_Given data_
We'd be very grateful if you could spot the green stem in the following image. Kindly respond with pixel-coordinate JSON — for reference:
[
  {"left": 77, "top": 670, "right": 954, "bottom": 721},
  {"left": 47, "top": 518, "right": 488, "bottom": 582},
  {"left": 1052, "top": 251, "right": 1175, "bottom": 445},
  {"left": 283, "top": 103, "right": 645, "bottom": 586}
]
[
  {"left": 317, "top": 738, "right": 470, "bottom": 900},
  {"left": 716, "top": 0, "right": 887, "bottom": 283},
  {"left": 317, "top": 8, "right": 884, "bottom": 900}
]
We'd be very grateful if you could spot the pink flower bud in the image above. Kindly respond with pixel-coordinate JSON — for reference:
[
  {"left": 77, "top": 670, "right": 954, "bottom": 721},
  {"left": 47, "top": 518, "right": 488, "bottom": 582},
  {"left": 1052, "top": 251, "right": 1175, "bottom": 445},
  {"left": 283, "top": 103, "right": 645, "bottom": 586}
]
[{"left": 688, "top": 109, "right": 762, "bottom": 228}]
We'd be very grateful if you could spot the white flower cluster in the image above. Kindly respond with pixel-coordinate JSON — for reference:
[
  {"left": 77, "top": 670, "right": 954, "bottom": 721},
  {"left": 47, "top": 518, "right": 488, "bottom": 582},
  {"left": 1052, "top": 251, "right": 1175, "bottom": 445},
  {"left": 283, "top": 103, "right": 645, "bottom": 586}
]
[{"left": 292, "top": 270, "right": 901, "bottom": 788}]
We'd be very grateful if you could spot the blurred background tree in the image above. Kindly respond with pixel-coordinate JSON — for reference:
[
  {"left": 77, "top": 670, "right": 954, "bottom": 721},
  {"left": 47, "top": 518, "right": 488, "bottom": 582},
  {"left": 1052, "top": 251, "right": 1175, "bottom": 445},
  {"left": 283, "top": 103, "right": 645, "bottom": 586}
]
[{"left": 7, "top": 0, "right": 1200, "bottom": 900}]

* * *

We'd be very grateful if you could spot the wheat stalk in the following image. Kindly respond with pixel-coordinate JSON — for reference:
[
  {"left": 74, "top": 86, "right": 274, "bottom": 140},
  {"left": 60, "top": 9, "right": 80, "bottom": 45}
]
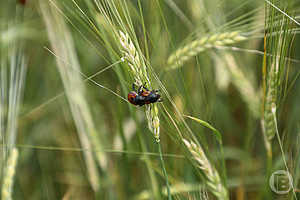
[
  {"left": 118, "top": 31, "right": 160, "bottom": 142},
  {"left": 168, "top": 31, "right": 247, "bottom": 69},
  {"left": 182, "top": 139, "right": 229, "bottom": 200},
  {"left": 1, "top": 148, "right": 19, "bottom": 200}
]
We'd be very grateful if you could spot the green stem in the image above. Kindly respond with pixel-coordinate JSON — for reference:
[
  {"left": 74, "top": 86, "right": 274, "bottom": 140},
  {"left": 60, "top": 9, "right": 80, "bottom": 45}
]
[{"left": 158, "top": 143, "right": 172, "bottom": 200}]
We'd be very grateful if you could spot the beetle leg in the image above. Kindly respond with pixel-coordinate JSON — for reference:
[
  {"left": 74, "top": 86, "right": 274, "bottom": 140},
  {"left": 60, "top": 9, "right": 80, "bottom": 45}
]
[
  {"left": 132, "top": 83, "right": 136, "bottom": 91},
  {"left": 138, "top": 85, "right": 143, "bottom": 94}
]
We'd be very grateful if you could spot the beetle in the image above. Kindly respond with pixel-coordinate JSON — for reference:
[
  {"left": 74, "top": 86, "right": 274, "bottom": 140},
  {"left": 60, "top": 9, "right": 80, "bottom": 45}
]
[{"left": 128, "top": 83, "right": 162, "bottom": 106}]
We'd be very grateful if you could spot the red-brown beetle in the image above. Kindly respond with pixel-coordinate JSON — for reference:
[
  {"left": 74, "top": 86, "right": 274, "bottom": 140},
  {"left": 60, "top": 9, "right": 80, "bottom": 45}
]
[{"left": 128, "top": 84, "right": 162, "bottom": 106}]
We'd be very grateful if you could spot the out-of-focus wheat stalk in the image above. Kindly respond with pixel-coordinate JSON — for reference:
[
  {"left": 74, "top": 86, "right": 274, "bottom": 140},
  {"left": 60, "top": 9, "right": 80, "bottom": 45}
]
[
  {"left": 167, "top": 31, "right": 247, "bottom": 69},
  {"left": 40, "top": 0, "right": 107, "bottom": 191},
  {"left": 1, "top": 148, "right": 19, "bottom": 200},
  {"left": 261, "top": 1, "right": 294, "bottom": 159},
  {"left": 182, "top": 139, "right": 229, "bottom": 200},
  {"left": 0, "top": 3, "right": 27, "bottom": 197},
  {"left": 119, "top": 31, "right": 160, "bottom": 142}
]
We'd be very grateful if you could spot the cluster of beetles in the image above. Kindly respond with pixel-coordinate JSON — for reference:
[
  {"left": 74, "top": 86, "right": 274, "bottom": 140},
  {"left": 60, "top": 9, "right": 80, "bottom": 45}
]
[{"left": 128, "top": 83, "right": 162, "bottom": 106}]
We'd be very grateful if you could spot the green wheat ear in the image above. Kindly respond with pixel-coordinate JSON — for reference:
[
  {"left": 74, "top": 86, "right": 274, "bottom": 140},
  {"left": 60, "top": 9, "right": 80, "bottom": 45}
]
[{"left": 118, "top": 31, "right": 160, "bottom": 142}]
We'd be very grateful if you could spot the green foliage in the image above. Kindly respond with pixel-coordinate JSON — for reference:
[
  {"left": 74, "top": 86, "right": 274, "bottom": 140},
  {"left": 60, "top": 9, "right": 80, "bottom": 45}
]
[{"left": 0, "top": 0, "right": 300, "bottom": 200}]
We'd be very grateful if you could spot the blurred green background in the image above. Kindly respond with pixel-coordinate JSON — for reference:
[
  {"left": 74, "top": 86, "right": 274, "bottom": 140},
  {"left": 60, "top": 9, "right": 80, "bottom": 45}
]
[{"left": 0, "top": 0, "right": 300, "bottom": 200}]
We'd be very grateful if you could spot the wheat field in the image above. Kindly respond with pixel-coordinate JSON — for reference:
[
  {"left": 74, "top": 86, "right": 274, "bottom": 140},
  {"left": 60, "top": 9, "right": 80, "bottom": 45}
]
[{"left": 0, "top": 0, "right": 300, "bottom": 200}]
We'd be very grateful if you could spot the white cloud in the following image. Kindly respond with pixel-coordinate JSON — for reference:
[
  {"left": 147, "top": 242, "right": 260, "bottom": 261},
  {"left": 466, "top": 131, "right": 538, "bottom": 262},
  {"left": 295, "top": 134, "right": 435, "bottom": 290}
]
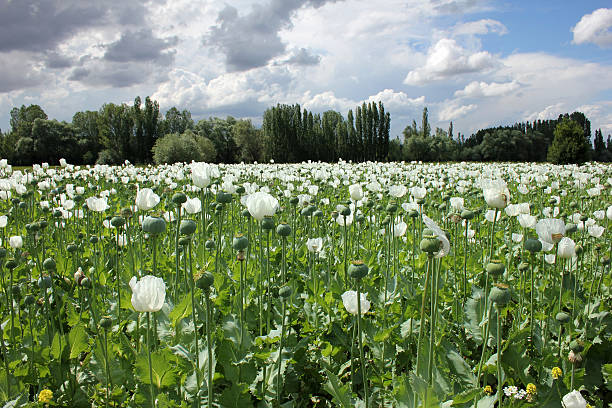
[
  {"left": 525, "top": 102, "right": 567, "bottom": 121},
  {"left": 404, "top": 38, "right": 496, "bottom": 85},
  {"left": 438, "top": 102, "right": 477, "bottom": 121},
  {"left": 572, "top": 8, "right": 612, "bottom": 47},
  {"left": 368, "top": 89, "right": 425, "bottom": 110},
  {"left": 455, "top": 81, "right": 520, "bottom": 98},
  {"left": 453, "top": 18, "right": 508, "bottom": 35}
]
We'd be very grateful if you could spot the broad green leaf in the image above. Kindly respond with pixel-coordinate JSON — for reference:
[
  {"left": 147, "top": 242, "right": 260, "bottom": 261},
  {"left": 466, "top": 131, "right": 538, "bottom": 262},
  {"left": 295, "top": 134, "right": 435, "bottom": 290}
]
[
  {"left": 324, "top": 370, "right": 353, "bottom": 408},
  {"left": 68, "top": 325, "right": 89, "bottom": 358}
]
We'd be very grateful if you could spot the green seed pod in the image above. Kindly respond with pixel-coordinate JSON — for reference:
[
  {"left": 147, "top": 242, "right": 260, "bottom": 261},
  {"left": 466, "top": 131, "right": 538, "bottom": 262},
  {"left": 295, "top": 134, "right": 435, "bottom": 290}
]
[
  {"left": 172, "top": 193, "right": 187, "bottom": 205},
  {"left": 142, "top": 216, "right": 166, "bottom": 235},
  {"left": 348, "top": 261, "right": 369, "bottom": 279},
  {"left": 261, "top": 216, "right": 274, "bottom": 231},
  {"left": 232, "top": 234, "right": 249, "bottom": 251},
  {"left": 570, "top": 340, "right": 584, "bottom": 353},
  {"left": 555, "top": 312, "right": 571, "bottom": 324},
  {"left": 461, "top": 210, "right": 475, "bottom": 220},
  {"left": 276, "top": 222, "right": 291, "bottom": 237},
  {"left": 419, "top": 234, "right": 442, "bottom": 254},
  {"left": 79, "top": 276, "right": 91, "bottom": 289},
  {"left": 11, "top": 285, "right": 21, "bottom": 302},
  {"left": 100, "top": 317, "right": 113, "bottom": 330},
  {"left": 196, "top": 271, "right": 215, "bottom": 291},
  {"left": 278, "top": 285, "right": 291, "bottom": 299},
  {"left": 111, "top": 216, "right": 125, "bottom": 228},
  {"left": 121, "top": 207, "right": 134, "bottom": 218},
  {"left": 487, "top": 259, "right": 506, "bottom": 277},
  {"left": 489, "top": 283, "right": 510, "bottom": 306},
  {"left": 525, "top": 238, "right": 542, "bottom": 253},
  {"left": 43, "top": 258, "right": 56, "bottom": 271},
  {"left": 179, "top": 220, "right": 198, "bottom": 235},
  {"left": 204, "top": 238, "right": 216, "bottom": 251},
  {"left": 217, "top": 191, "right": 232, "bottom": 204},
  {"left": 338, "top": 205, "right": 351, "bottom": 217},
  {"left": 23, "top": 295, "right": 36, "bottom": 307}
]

---

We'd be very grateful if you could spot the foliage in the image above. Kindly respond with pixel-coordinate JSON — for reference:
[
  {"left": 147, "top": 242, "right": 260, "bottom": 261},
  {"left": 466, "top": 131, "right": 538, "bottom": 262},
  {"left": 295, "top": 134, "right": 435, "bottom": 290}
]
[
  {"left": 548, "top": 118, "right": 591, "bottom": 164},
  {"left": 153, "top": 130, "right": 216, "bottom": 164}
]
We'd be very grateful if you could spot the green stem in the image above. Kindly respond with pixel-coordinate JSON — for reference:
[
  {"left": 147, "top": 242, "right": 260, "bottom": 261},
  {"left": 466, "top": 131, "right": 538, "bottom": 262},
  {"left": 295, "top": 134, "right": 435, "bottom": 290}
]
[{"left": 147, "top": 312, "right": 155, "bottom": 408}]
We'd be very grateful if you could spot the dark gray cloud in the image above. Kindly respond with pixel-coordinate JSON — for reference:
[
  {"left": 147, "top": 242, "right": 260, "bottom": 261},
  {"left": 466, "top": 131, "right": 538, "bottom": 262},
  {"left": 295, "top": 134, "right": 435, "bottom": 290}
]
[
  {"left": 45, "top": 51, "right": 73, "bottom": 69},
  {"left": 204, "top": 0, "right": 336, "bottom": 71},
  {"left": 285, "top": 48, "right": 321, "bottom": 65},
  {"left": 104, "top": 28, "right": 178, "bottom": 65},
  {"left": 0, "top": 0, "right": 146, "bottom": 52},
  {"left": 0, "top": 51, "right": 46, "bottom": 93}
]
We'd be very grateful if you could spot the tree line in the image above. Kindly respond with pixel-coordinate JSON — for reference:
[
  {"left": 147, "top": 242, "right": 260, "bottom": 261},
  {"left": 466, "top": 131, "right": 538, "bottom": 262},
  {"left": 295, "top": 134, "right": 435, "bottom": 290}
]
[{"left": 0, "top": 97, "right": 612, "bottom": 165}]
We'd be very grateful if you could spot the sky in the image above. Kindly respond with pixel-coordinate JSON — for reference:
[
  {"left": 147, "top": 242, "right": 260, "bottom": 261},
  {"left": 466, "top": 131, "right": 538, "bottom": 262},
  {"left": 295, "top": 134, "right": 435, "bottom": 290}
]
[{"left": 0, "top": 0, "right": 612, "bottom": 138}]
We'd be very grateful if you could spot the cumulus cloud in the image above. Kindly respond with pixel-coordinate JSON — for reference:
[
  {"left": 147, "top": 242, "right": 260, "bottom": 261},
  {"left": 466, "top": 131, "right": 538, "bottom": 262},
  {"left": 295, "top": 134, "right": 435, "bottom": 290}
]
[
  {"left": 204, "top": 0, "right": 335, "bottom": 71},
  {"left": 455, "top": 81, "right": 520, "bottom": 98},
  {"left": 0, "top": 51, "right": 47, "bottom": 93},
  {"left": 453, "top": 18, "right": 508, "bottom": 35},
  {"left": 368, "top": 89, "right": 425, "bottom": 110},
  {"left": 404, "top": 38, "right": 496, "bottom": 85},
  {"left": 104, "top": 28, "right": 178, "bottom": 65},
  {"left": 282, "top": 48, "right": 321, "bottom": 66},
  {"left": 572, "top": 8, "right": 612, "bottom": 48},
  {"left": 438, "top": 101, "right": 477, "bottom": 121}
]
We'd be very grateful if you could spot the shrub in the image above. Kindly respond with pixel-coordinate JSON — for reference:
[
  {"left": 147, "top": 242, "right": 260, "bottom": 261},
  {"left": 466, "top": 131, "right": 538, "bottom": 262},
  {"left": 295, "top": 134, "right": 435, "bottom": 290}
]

_Short problem_
Please locate each line in the entries above that contains the string "tree" and copy those lines out. Case counts, so only matches with the same capitalization qualify.

_Response to this task_
We'd be very grateful if you could spot the blurred background tree in the image above. Kindly respond with pixel-coordinate JSON — for reference:
We'd be very grateful if you could spot the tree line in the image above. Kindly respond with pixel-coordinate JSON — for reference:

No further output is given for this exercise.